(GOAL) Reproduce the data below word for word, every line in order.

[start]

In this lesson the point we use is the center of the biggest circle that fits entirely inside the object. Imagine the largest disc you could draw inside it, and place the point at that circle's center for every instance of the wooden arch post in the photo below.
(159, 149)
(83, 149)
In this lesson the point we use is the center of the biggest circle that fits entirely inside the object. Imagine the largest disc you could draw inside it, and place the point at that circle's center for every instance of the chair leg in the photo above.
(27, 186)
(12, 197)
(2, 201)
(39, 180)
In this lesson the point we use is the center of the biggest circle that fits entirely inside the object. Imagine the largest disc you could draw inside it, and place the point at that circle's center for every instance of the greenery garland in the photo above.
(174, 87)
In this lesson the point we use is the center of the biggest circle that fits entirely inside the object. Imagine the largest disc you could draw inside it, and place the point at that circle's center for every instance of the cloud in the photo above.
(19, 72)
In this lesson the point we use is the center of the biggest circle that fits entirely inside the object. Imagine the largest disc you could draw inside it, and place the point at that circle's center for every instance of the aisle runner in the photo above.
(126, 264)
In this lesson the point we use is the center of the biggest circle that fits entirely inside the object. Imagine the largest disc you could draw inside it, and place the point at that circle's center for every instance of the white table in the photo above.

[end]

(THE SOLUTION)
In this lesson the point we use is the center of the biggest circle that fits entirely inside the object. Imagine the largest disc you could draw inside it, and place the point at that circle's center for every instance of the wooden arch post in the photo below.
(159, 149)
(83, 149)
In this lesson the point we use is the center of the biggest circle that fits entirely inside the object. Imagine the largest disc you could draw inside it, and place the point at that circle's center for every instance of the chair leg in the photo above.
(27, 186)
(12, 197)
(2, 201)
(39, 180)
In this lesson the point we use is the center of the biggest circle that fits entirely inside the object. Imagine the largest disc you could draw inside it, and place the point at that circle's center for every instance of the greenery garland in the photo above.
(174, 87)
In this lesson the point we use is the center of the biggest circle that fits entirely inside the object. Imagine the largest disc you could draw inside it, and place the point at that circle's center for every instance of the cloud in the photo above.
(19, 72)
In this lesson the point we use is the center of the biggest circle that fits entirely inside the object. Imagine the largest disc you could draw inside it, and place the point at that circle's center for every instance of the aisle runner in the photo above.
(126, 264)
In this lesson the point we use is the center of the biggest circle that fits entirely inside the object. Imagine the largest disc you could draw inside it, and place the point at that circle's center for every instance of the white table in the photo above.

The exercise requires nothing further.